## WHAT YOU ARE ASKED TO DO
Rewrite the whole listing below, swapping "instance" for "occurrence" everywhere it occurs and changing nothing else. Leave the pictures out of your answer.

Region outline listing
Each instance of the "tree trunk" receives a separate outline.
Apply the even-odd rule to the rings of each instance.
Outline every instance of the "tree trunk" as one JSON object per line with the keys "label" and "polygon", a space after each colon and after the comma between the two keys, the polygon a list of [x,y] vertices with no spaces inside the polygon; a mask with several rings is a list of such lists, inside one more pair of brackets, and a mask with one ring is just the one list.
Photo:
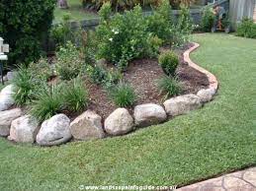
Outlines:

## OUTPUT OF THE EXERCISE
Each occurrence of the "tree trunk" receives a separate outline.
Apply the even-odd rule to the rings of each occurrence.
Outline every occurrence of the "tree trunk" as one JSON object per line with the keys "label" and "polygon", a space after each colon and after the comma between the two keys, the polygon a list of [x,y] vertices with no spaces inside the polygon; a mask with several rings is a list of such lists, inside one more pair of brackets, and a mask with one ring is just the one list.
Photo:
Outlines:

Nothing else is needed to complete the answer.